→ Given instruction
Swap every "photograph" in the data below for "image", changing nothing else.

→ Entries provided
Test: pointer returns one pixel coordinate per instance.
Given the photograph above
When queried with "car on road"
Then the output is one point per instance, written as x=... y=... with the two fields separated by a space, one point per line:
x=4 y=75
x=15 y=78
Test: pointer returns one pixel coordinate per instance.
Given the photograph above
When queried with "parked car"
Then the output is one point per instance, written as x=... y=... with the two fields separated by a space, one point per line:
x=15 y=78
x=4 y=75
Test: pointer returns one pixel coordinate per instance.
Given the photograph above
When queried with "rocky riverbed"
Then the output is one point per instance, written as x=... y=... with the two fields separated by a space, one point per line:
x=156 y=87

→ Complete response
Test: pointer returns one pixel coordinate per instance.
Given the image above
When queried with "car on road"
Then the output is one point per instance, written as x=... y=... with the two fields separated by a space, one point per line:
x=4 y=75
x=15 y=78
Test: pointer returns one pixel coordinate per instance.
Given the image above
When queried with "parked car"
Then the output is one point per instance, written as x=... y=... with the two fields separated by a space, one point per line:
x=15 y=78
x=4 y=75
Test: pointer returns one pixel coordinate per instance.
Given the image above
When queried with "rocky riverbed"
Then the output is one point per instance, written as x=... y=... with the two fields separated by a space, one point per line:
x=156 y=87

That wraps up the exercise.